Start

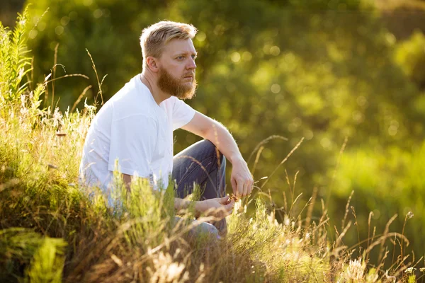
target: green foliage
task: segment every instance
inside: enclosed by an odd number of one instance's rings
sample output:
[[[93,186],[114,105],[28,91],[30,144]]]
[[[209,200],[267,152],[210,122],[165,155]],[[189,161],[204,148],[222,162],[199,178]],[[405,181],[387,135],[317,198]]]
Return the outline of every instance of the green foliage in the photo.
[[[398,242],[389,250],[405,249],[406,254],[413,246],[416,255],[423,254],[423,204],[417,196],[424,191],[425,99],[420,86],[411,81],[415,71],[417,71],[412,58],[420,59],[423,35],[398,45],[382,28],[378,13],[359,13],[368,4],[357,1],[314,1],[310,10],[305,8],[310,1],[151,2],[41,0],[30,8],[30,20],[23,13],[13,31],[0,25],[1,233],[17,233],[21,239],[0,241],[0,253],[8,262],[1,274],[25,277],[26,270],[33,281],[40,272],[60,279],[62,238],[67,243],[61,273],[66,281],[128,280],[126,275],[134,270],[141,270],[135,275],[139,278],[166,280],[172,275],[167,270],[177,270],[180,281],[326,282],[363,275],[366,282],[376,282],[387,278],[380,262],[371,260],[366,267],[364,258],[349,261],[352,250],[337,246],[342,252],[334,253],[327,238],[327,212],[339,223],[353,190],[358,232],[345,233],[344,244],[352,246],[369,236],[369,211],[374,212],[372,225],[376,222],[378,233],[397,212],[400,221],[391,228],[412,238],[412,245]],[[324,11],[327,7],[332,9]],[[342,12],[346,10],[353,13]],[[146,184],[133,184],[134,193],[123,192],[118,202],[122,210],[113,212],[98,192],[89,198],[89,192],[76,183],[96,108],[86,103],[75,112],[40,109],[43,94],[44,105],[50,105],[48,96],[55,89],[66,109],[87,86],[81,77],[49,79],[63,74],[63,69],[52,67],[57,42],[57,62],[70,73],[91,74],[89,83],[98,86],[84,48],[90,51],[98,76],[108,74],[101,86],[107,98],[140,71],[138,36],[159,18],[191,22],[200,29],[194,40],[200,87],[189,103],[228,126],[244,156],[272,134],[288,138],[271,139],[259,147],[256,179],[273,172],[305,137],[285,167],[267,179],[264,190],[271,191],[270,203],[256,200],[256,207],[248,207],[251,218],[235,212],[229,237],[217,250],[186,238],[188,226],[174,226],[170,187],[156,193]],[[30,71],[25,23],[31,25],[35,81],[42,81],[37,86],[25,79]],[[399,47],[404,44],[408,47]],[[394,54],[395,62],[389,59]],[[89,104],[96,88],[87,93]],[[182,132],[176,135],[177,151],[196,140]],[[336,166],[346,136],[348,149]],[[332,196],[322,207],[323,216],[313,217],[310,230],[303,230],[299,214],[305,202],[293,204],[290,212],[283,199],[285,179],[298,171],[297,188],[310,195],[310,188],[318,186],[318,197]],[[293,200],[295,183],[289,184]],[[409,211],[414,216],[405,224]],[[190,223],[191,216],[183,223]],[[18,226],[30,230],[13,230]],[[47,237],[54,239],[45,242]],[[343,255],[341,261],[333,261],[335,254]],[[375,268],[368,272],[370,265]]]
[[[9,115],[11,105],[20,103],[21,96],[26,90],[28,83],[21,83],[24,76],[30,69],[30,58],[26,56],[27,50],[26,22],[28,12],[26,9],[19,15],[13,31],[3,27],[0,22],[0,99],[4,106],[1,115]]]
[[[425,36],[419,30],[412,35],[410,39],[400,42],[395,51],[395,60],[406,74],[425,88]]]

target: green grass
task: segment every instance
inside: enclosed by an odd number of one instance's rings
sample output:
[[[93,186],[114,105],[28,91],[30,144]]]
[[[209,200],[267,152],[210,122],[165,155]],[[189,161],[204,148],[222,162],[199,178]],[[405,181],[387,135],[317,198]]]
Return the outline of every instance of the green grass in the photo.
[[[269,195],[260,193],[254,202],[239,202],[228,217],[229,233],[220,241],[205,235],[191,238],[187,233],[191,224],[186,221],[193,217],[190,211],[182,213],[181,222],[171,224],[172,187],[153,192],[145,183],[132,184],[132,193],[123,190],[117,197],[121,205],[111,211],[98,191],[77,185],[81,149],[95,108],[86,105],[63,115],[57,109],[40,108],[47,83],[30,89],[25,82],[30,81],[31,71],[26,21],[24,13],[13,31],[0,25],[1,282],[415,279],[405,272],[415,262],[404,265],[397,260],[383,270],[380,262],[366,262],[368,252],[351,258],[353,249],[342,241],[351,223],[331,241],[324,206],[322,215],[312,216],[315,195],[305,212],[285,215],[283,224],[275,218],[277,211]],[[89,199],[89,193],[95,197]],[[255,205],[251,216],[245,203]],[[388,238],[401,241],[402,235],[377,232],[370,246],[385,253]]]

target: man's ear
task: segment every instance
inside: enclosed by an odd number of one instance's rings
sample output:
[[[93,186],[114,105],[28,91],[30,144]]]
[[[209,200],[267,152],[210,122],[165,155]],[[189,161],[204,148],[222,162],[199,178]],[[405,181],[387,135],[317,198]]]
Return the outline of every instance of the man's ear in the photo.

End

(Your goal) Reproduce all of the lines above word for word, leaving out the pictures.

(Final result)
target: green foliage
task: segment every instance
inside: enclosed by an odd number of one instance's rings
sample output:
[[[93,186],[114,105],[28,91],[30,144]]]
[[[209,200],[267,152],[210,122],[165,155]],[[189,161],[204,148],[222,162],[199,178]],[[405,181],[387,135],[317,198]]]
Return the outline of every instance of the green foliage in the photo.
[[[398,242],[389,250],[405,249],[406,254],[413,246],[416,255],[423,254],[423,204],[417,196],[424,191],[425,99],[420,86],[411,81],[415,71],[417,71],[412,58],[420,59],[423,35],[398,45],[382,28],[378,13],[359,13],[368,4],[357,1],[314,1],[310,10],[305,8],[310,1],[151,2],[41,0],[30,8],[30,20],[23,13],[13,31],[0,25],[1,233],[17,233],[21,239],[0,241],[0,253],[8,262],[1,274],[25,277],[26,270],[33,281],[40,272],[60,279],[62,238],[67,243],[61,273],[66,281],[128,280],[126,275],[134,270],[141,270],[135,275],[139,278],[166,280],[172,275],[167,270],[177,270],[180,281],[326,282],[363,275],[366,282],[376,282],[387,278],[380,262],[371,260],[366,267],[364,258],[349,261],[352,250],[337,246],[342,252],[334,253],[327,238],[327,212],[339,223],[353,190],[358,232],[345,233],[344,244],[352,246],[369,236],[369,211],[374,212],[372,225],[376,222],[378,233],[397,212],[400,221],[391,228],[412,238],[412,245]],[[324,11],[327,7],[332,9]],[[342,12],[346,10],[353,13]],[[146,184],[133,184],[134,193],[123,192],[118,202],[122,210],[113,212],[98,192],[89,198],[89,192],[76,183],[96,108],[86,103],[75,112],[40,109],[43,94],[44,105],[50,105],[48,96],[55,89],[66,109],[87,86],[81,77],[49,79],[63,74],[63,69],[52,67],[57,42],[57,62],[70,73],[91,74],[89,83],[98,86],[84,48],[90,51],[98,76],[108,74],[101,86],[107,98],[140,71],[138,36],[159,18],[191,22],[200,29],[194,40],[200,87],[189,103],[228,126],[244,156],[272,134],[288,138],[271,139],[259,147],[256,179],[273,172],[305,137],[285,167],[267,179],[264,190],[271,191],[270,203],[256,200],[256,207],[248,207],[251,218],[235,212],[229,237],[217,250],[186,238],[188,226],[174,226],[170,187],[156,193]],[[30,71],[25,23],[31,25],[35,81],[42,81],[37,86],[25,79]],[[399,47],[404,44],[408,47]],[[394,54],[395,62],[389,59]],[[89,104],[96,88],[87,93]],[[182,132],[176,135],[177,151],[196,140]],[[336,166],[346,136],[348,149]],[[332,196],[322,207],[323,216],[313,217],[310,230],[303,230],[299,214],[305,202],[293,204],[290,212],[283,199],[285,179],[298,171],[297,188],[310,195],[310,188],[318,186],[318,197]],[[293,200],[295,183],[289,184]],[[409,211],[414,216],[405,224]],[[190,223],[191,216],[183,223]],[[18,226],[30,230],[13,230]],[[47,237],[54,239],[45,242]],[[343,255],[341,261],[333,261],[335,254]],[[375,268],[368,272],[370,265]]]
[[[9,115],[11,105],[20,103],[21,96],[26,90],[28,83],[21,83],[24,76],[30,69],[30,58],[26,56],[27,50],[26,22],[28,12],[26,9],[19,15],[13,31],[3,27],[0,22],[0,99],[4,106],[1,115]]]
[[[425,36],[419,30],[412,35],[410,39],[400,42],[395,51],[395,60],[406,74],[425,88]]]

target: green grass
task: segment every instance
inside: enclosed by an odd number of one instance's rings
sample output:
[[[93,186],[114,105],[28,91],[30,144]]]
[[[209,200],[267,152],[210,122],[165,155]],[[189,161],[204,148],[222,162],[199,178]],[[405,181],[387,135],[317,198]]]
Return the outline of every instance of the green grass in the photo.
[[[269,195],[260,193],[254,202],[239,202],[228,217],[229,233],[220,241],[205,235],[191,238],[187,233],[191,224],[186,221],[193,217],[190,211],[182,213],[181,222],[171,224],[172,187],[153,192],[145,183],[132,184],[132,193],[123,190],[117,197],[121,205],[111,211],[98,191],[77,185],[81,149],[95,108],[86,105],[63,115],[57,109],[40,108],[47,83],[30,89],[25,82],[30,81],[31,71],[26,21],[24,13],[13,31],[0,25],[1,282],[415,279],[405,272],[415,262],[404,265],[397,260],[383,270],[380,262],[366,262],[368,252],[351,258],[353,249],[342,241],[351,223],[331,241],[324,206],[322,215],[312,216],[315,195],[305,212],[285,215],[283,224],[275,218],[277,211]],[[89,199],[89,193],[95,197]],[[255,205],[251,216],[245,203]],[[388,238],[401,241],[402,235],[377,232],[370,246],[385,253]]]

target: man's ear
task: segment every instance
inside: enclosed by an odd number of one instance's rings
sample output:
[[[93,186],[114,105],[28,91],[30,144]]]
[[[209,200],[267,152],[210,122],[165,155]],[[189,161],[204,148],[222,162],[199,178]],[[405,181],[387,135],[317,198]]]
Return the outline of every instance of the man's ear in the photo.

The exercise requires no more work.